*PROBLEM STATEMENT*. Lines below that hold the word "come" must be copied in full.
(Beginning of DATA FOR ANALYSIS)
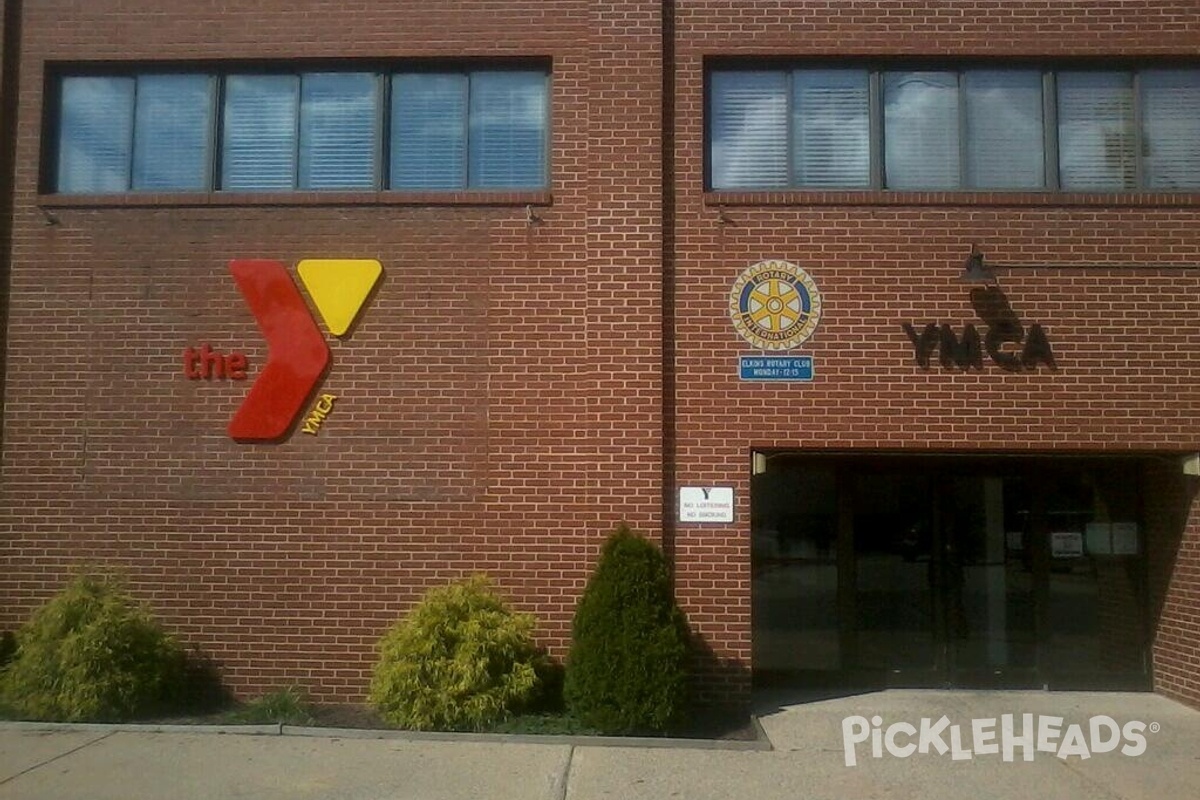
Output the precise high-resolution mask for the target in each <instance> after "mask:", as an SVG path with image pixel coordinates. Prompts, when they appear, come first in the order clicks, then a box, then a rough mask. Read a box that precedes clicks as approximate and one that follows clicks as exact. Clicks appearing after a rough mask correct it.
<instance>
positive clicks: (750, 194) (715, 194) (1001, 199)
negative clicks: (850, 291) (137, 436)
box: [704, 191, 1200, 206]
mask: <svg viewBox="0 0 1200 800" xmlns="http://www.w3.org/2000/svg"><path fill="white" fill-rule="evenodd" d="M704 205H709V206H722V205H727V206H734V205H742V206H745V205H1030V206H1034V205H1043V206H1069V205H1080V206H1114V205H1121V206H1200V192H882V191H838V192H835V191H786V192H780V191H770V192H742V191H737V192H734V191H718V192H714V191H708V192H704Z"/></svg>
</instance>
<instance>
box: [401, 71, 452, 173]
(End of DATA FOR ANALYSIS)
(Beginning of DATA FOR ANALYSIS)
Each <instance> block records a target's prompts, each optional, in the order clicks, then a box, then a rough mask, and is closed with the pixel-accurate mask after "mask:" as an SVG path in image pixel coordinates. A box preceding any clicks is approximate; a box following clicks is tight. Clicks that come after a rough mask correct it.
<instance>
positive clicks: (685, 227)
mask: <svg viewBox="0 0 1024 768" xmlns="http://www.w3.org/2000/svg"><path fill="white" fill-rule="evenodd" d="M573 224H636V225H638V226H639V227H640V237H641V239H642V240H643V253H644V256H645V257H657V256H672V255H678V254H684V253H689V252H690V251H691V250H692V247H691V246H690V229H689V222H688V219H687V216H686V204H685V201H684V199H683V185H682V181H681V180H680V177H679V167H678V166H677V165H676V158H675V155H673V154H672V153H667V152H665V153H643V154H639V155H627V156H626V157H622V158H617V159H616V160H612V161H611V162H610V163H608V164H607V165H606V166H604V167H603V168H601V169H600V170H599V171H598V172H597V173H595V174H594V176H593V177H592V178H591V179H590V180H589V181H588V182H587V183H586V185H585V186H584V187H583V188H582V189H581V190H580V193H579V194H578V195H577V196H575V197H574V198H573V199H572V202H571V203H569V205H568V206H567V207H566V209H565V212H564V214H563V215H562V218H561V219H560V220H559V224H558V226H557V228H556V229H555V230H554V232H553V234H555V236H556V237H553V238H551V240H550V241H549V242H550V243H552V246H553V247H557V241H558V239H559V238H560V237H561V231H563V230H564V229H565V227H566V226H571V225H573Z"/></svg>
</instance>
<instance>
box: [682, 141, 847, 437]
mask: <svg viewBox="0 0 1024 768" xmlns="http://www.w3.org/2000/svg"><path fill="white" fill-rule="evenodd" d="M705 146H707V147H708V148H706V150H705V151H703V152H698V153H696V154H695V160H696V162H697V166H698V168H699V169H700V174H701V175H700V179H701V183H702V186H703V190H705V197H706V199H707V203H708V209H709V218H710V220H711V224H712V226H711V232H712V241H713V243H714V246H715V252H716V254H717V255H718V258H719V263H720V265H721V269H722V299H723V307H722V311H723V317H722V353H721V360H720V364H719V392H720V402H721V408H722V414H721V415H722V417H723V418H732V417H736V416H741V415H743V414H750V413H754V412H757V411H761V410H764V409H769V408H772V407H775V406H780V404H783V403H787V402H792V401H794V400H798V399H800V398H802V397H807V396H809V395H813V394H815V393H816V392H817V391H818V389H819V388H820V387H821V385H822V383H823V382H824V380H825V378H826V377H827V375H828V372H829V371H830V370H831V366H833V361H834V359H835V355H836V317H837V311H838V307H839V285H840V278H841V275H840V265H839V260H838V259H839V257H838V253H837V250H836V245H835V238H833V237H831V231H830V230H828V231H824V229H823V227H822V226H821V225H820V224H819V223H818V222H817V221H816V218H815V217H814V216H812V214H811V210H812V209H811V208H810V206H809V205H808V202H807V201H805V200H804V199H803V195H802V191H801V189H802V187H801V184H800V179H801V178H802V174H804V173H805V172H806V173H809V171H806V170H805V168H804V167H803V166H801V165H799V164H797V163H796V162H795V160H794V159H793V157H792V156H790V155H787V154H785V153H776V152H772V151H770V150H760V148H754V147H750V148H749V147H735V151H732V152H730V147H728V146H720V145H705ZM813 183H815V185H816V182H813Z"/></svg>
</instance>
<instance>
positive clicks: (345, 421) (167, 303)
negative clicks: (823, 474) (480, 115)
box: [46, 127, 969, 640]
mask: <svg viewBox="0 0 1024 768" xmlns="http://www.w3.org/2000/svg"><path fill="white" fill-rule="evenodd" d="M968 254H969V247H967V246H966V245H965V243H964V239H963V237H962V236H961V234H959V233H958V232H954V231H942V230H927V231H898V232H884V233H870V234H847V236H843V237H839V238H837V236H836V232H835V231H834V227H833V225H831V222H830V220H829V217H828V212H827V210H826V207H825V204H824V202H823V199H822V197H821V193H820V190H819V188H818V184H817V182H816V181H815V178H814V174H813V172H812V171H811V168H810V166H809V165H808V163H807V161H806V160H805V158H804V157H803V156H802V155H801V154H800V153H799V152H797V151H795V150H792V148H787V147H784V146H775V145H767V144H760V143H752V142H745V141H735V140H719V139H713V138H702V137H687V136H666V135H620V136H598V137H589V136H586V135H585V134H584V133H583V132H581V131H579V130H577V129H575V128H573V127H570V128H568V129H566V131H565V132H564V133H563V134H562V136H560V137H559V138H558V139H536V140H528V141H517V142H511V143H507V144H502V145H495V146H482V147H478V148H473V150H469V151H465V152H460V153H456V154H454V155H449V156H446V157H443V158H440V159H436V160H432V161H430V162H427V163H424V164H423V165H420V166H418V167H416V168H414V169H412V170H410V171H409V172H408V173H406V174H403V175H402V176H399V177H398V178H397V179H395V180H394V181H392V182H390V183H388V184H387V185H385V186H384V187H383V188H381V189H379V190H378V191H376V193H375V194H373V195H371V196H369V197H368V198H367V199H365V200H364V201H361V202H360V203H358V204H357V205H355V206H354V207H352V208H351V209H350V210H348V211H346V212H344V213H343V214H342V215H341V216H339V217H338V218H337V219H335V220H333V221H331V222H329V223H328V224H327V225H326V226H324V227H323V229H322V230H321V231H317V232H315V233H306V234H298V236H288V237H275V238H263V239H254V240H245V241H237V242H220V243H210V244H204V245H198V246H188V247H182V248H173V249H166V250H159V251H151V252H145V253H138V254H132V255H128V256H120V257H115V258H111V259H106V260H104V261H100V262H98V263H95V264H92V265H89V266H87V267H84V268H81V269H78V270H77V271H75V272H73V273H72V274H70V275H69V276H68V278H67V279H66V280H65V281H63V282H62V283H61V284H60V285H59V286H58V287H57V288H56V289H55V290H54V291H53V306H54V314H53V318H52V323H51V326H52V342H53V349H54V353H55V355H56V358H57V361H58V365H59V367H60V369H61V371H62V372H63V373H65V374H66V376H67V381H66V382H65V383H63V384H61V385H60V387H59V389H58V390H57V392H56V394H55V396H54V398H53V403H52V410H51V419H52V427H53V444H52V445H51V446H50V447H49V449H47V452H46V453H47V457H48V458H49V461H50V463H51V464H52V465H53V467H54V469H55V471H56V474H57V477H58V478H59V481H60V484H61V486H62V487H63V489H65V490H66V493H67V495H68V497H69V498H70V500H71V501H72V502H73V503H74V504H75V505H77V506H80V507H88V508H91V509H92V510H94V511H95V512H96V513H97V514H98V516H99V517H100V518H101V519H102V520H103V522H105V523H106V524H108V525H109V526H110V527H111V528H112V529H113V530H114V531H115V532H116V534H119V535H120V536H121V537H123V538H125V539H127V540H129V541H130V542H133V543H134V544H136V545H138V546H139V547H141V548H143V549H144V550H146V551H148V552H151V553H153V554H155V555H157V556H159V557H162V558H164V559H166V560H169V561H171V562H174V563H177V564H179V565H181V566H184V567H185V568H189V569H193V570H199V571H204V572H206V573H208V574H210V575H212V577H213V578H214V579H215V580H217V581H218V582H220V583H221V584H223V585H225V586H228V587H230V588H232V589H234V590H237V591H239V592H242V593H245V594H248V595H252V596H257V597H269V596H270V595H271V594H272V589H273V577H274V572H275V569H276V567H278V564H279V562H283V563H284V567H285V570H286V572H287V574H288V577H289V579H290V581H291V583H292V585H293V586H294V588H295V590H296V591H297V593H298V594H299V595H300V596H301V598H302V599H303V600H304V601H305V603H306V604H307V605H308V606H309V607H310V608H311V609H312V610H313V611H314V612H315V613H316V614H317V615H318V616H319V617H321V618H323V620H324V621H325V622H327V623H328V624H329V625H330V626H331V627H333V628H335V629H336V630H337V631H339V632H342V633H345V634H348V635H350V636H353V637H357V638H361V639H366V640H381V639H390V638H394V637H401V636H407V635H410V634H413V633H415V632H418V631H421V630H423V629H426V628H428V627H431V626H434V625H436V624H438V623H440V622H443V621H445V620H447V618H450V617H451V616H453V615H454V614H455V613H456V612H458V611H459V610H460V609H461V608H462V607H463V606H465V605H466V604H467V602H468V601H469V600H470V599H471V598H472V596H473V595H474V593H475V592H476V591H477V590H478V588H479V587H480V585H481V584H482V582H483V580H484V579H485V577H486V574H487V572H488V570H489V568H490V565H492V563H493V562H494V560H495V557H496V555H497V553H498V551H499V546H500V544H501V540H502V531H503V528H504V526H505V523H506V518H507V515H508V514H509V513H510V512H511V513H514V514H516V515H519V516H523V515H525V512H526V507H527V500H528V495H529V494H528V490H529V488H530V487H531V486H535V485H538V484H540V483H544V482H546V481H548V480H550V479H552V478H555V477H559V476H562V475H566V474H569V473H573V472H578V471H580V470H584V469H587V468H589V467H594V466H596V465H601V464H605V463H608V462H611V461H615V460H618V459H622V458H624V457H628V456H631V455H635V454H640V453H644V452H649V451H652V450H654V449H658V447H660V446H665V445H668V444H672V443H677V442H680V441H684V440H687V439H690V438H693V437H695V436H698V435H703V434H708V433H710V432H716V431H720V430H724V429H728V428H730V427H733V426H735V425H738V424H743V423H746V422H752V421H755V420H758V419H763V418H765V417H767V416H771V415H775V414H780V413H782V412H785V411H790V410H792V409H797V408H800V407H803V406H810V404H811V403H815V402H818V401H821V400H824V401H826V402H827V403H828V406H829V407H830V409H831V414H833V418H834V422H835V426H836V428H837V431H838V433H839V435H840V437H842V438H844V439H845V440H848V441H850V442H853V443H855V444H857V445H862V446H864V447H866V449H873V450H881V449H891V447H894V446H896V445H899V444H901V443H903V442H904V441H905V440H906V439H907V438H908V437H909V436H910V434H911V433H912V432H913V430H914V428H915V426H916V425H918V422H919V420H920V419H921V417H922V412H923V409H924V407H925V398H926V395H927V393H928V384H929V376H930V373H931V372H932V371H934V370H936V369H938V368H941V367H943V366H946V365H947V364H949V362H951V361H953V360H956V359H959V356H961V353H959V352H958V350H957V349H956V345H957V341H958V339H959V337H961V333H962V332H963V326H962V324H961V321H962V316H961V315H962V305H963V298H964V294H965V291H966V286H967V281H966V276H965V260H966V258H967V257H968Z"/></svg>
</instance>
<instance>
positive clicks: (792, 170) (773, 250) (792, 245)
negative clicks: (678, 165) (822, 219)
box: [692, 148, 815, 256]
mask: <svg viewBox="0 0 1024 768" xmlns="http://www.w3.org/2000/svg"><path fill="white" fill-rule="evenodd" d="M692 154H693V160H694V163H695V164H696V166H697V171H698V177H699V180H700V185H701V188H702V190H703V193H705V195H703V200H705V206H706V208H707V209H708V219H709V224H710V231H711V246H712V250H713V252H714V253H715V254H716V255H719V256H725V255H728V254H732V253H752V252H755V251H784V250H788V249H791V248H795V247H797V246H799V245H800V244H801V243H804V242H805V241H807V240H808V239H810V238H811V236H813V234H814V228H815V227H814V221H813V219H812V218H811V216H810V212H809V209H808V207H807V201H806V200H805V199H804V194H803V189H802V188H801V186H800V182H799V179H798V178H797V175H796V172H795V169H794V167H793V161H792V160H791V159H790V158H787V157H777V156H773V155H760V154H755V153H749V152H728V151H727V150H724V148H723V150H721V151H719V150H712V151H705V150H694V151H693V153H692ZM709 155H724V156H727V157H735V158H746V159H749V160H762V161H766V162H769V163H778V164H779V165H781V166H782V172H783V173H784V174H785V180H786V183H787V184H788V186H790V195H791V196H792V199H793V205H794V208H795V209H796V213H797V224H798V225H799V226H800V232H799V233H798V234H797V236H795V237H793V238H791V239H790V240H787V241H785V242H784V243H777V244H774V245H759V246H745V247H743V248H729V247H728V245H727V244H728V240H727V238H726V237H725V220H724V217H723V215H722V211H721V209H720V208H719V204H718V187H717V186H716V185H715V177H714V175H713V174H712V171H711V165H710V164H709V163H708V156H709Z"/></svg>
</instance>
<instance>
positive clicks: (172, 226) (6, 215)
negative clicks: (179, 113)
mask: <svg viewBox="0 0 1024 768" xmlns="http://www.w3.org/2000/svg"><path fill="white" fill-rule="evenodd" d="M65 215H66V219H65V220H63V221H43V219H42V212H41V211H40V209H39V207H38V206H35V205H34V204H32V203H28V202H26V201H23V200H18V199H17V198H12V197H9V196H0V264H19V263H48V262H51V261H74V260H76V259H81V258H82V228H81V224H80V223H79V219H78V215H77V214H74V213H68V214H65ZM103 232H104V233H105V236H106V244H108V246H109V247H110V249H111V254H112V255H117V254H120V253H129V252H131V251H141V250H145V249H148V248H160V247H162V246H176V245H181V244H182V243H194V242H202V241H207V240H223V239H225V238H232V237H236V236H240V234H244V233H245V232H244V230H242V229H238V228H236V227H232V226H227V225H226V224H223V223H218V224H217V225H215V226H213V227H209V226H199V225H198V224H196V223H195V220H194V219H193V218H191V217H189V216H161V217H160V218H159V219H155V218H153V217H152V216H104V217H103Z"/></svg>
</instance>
(End of DATA FOR ANALYSIS)
*OUTPUT FOR THIS EXERCISE*.
Output the precise high-resolution mask for the target in each <instance> after "mask:", as an SVG path with image pixel coordinates. Prompts, when they appear, come first in the order clicks, then a box, then a rough mask. Read a box that precedes clicks as approximate and one that follows clicks as exact. Clicks appearing after a rough mask correct it.
Each <instance> block records a target's prompts, each optional, in the order clicks, then a box, then a rough mask, and is closed with the pixel-accurate mask after "mask:" as an SVG path in image pixel coordinates. A box preceding any clicks is approximate; a box following clicks is tight. Clicks that come after a rough mask correct it.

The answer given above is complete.